__What you need to do__. From the records below, work out how many lines contain "background". Reply with that number alone.

-- Data section follows --

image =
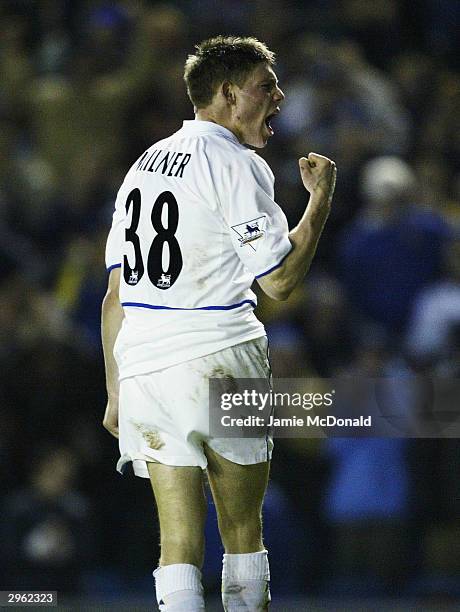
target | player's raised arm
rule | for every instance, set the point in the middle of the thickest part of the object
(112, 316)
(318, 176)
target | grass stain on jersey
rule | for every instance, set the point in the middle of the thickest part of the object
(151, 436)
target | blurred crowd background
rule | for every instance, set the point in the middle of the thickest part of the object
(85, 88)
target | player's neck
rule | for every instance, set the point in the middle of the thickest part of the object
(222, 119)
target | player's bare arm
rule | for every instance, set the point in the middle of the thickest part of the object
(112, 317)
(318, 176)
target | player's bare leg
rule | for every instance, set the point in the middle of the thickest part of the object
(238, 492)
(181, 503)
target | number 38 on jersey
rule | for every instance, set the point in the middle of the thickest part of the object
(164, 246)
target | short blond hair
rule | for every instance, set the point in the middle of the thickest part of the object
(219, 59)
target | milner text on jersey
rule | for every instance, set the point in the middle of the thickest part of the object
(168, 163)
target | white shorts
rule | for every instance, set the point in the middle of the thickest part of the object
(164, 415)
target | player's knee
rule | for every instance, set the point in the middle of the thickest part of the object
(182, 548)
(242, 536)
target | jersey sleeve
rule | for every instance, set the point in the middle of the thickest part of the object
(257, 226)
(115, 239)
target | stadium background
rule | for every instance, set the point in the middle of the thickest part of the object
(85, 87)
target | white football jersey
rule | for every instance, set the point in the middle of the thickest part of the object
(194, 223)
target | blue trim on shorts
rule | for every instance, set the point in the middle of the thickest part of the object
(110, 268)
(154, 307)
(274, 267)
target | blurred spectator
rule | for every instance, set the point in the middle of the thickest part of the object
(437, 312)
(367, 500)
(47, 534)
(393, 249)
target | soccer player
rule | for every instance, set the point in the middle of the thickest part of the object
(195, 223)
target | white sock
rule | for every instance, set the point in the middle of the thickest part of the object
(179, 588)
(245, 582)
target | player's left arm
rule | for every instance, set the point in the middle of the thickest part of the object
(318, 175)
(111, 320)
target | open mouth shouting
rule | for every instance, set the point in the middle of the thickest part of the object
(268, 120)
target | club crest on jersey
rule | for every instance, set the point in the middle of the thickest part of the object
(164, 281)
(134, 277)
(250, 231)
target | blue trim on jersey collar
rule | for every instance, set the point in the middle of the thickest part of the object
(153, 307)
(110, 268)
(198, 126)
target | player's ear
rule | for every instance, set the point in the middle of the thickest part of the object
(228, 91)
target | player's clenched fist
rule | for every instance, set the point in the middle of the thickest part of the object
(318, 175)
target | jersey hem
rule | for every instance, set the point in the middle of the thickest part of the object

-- Data section concluded --

__Solution to this task__. 2